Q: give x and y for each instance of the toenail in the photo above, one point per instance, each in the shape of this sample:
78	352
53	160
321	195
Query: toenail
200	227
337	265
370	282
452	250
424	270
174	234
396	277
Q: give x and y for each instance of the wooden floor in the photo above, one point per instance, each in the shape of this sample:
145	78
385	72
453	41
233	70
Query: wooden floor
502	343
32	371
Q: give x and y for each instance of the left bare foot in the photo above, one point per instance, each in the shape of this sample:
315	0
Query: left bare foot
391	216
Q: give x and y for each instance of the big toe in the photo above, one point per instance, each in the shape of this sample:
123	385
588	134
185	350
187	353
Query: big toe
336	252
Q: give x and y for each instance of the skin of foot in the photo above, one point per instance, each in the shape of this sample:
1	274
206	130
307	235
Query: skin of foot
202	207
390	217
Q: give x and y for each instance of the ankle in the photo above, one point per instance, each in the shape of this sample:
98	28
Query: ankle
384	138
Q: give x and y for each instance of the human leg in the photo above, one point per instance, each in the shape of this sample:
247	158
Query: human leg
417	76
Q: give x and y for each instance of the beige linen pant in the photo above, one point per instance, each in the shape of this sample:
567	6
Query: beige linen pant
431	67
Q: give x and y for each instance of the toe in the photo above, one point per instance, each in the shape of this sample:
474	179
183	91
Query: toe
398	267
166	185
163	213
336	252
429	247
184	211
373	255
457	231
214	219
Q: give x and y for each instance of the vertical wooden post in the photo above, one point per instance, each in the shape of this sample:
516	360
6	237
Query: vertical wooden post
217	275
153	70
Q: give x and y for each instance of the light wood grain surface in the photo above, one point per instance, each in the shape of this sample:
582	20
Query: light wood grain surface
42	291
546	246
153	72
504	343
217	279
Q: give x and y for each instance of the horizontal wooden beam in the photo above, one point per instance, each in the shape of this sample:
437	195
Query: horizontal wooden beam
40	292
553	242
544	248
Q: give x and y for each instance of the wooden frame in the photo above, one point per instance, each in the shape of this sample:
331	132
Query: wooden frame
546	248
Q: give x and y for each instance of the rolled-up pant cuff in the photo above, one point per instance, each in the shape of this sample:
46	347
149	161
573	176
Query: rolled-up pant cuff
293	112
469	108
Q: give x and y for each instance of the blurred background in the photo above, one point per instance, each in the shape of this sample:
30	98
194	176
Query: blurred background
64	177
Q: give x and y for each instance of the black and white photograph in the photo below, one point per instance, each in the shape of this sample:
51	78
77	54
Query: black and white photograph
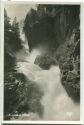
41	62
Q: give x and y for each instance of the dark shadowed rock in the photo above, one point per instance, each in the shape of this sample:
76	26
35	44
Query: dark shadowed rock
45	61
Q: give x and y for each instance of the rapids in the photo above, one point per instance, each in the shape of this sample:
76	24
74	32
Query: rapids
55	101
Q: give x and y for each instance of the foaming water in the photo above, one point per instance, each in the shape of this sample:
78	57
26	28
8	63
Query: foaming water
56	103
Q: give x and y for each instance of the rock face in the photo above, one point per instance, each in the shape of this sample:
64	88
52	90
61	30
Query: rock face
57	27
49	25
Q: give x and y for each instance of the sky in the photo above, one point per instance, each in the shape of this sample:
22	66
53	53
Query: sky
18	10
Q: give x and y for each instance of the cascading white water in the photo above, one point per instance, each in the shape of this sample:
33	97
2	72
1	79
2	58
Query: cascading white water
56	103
····················
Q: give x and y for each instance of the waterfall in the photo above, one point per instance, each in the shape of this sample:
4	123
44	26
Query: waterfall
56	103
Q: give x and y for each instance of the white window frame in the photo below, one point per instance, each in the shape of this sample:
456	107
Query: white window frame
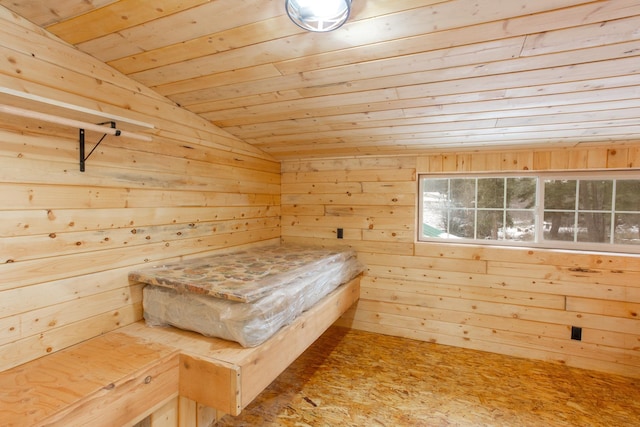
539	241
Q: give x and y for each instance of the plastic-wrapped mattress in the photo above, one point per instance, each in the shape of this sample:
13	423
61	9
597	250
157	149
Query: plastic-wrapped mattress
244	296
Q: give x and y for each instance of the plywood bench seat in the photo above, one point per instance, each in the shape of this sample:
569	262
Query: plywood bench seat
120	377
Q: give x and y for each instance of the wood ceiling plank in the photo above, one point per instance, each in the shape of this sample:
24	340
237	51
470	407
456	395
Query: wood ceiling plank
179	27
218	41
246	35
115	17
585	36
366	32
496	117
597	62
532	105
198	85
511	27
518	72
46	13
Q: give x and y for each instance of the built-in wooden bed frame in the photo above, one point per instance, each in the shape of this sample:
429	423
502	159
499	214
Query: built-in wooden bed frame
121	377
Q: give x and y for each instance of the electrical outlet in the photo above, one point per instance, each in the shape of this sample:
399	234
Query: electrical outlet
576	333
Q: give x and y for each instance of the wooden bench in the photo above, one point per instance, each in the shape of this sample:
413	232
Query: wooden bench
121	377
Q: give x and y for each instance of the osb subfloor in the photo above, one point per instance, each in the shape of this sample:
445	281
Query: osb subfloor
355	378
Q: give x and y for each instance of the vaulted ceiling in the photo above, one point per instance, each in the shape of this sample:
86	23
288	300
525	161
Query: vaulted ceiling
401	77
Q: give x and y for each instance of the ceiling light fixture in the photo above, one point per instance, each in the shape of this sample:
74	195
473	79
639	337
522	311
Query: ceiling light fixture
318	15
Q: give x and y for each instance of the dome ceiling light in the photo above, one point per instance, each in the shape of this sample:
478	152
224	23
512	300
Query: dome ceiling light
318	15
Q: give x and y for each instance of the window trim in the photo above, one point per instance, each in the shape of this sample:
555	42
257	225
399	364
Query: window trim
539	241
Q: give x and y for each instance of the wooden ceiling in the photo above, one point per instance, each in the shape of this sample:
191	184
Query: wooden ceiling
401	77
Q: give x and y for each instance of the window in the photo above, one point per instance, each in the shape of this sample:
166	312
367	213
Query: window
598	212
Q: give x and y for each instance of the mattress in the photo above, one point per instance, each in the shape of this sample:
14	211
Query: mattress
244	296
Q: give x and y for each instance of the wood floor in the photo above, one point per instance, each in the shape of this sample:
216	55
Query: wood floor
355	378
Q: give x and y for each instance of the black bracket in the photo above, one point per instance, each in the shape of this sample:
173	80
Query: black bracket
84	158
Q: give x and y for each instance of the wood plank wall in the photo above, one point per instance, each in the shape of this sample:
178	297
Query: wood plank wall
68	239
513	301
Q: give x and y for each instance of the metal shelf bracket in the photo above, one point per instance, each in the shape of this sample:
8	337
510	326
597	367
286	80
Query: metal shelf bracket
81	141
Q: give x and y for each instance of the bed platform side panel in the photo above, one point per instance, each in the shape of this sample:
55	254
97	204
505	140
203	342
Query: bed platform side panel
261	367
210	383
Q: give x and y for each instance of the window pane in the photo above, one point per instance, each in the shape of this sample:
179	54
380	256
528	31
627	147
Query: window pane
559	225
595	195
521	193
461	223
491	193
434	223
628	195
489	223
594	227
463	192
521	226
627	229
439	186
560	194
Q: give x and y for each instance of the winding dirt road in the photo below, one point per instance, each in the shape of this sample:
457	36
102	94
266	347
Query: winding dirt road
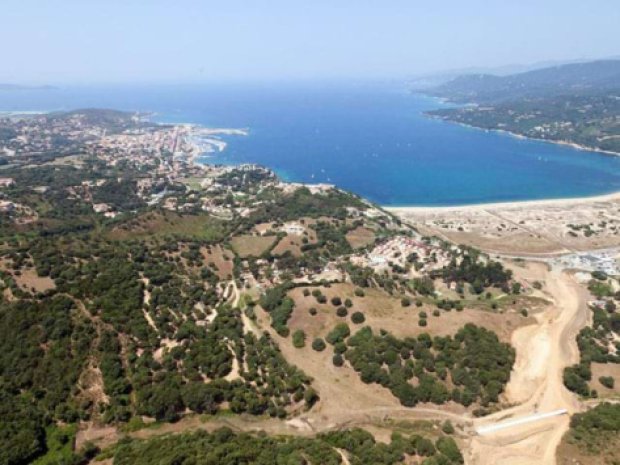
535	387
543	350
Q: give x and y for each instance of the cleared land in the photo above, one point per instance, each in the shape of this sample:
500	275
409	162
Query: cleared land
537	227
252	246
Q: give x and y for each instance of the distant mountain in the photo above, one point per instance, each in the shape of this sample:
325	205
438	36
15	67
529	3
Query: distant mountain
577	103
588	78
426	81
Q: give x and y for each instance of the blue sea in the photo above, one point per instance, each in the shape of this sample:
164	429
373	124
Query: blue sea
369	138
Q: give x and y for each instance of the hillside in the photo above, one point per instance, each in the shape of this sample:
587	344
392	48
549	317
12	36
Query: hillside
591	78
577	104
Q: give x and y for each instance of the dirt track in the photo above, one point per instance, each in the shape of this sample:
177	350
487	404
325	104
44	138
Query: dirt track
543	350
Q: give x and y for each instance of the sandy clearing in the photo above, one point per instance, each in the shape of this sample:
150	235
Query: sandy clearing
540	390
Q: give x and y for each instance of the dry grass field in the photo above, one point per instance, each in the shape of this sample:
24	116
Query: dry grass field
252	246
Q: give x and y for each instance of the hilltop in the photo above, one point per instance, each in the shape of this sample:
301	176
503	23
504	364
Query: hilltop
····················
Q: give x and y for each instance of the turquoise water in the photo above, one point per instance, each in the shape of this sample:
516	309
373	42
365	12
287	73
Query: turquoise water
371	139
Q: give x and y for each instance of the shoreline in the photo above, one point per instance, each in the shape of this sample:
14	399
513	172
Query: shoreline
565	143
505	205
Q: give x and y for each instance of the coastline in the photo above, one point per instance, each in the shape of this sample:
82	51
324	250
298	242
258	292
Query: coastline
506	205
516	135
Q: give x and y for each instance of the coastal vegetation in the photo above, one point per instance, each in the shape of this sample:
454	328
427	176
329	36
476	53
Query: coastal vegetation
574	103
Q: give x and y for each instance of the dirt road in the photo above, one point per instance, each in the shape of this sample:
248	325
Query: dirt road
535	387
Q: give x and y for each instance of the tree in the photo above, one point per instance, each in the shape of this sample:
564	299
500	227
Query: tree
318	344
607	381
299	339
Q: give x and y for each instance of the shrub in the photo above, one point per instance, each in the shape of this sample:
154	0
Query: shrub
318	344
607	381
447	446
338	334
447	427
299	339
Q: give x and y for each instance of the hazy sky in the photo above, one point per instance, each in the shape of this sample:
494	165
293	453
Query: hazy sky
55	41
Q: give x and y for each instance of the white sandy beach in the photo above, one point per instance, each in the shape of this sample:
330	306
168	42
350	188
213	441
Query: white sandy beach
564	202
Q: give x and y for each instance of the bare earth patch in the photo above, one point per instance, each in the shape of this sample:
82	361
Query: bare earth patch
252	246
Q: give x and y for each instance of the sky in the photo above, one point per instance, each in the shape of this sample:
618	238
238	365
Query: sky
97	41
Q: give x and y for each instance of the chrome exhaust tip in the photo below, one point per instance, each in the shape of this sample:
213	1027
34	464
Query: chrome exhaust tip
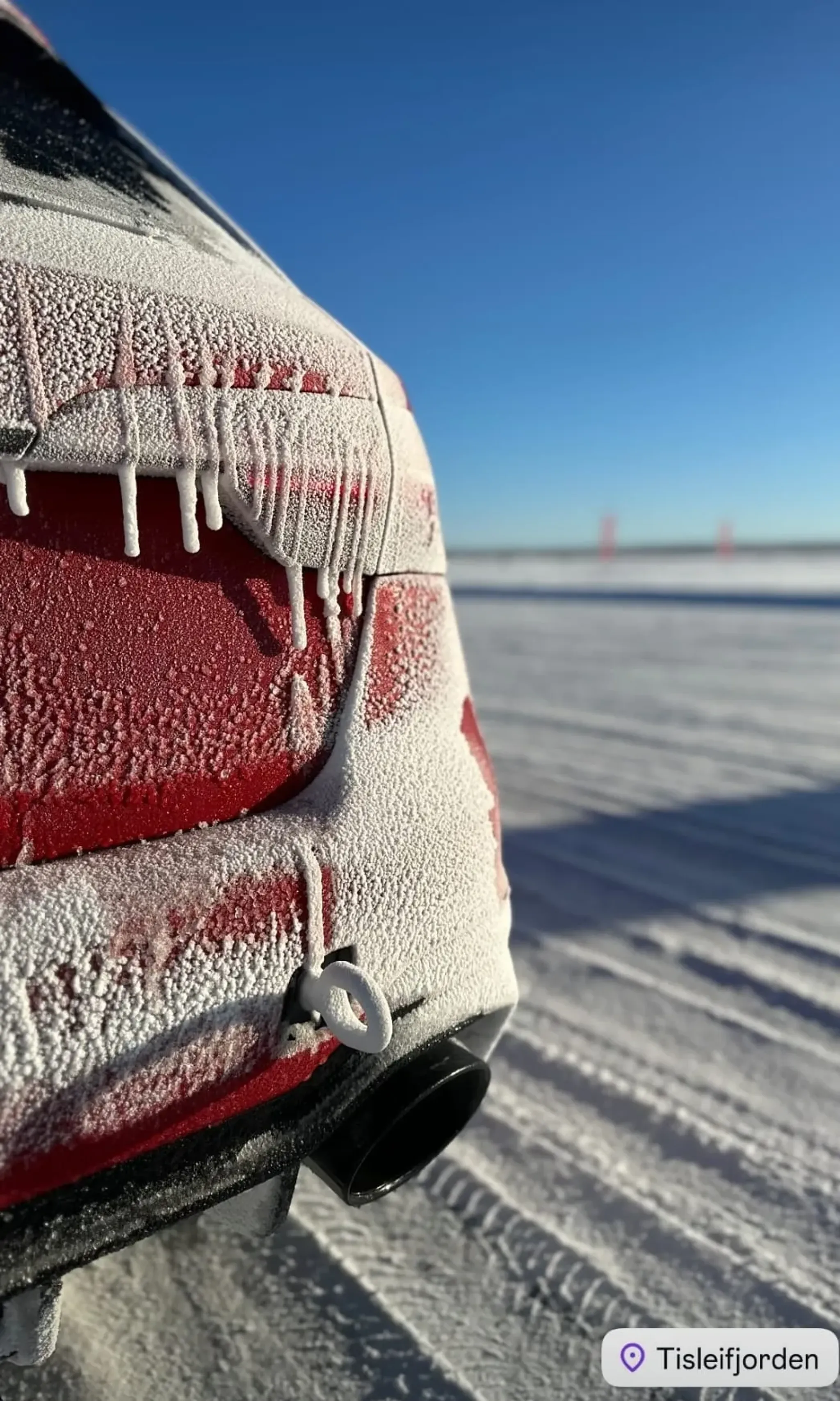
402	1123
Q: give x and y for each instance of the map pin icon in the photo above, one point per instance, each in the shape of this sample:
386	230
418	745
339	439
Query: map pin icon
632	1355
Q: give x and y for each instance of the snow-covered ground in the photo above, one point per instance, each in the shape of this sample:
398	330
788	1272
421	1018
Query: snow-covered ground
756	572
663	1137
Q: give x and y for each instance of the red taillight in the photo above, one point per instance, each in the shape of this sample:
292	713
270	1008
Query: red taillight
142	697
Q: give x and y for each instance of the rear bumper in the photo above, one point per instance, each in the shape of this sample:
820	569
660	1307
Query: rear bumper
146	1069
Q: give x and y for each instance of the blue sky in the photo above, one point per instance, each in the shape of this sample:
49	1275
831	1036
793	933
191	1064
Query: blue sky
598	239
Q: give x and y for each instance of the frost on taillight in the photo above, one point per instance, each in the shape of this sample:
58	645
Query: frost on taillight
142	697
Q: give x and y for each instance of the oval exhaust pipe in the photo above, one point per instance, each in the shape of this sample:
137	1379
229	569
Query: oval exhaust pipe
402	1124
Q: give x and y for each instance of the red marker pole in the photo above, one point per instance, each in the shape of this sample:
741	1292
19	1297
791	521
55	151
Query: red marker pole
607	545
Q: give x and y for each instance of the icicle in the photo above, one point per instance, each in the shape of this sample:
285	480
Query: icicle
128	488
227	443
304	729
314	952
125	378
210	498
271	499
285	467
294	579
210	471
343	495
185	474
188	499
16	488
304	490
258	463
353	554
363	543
····················
Find each line in the rows above that contains the word "platform" and copy it out.

Result of the exercise>
Q: give x and y for each instance of the bed platform side panel in the photo above, one point per instance, each in the shape of this sample:
Query: bed platform side panel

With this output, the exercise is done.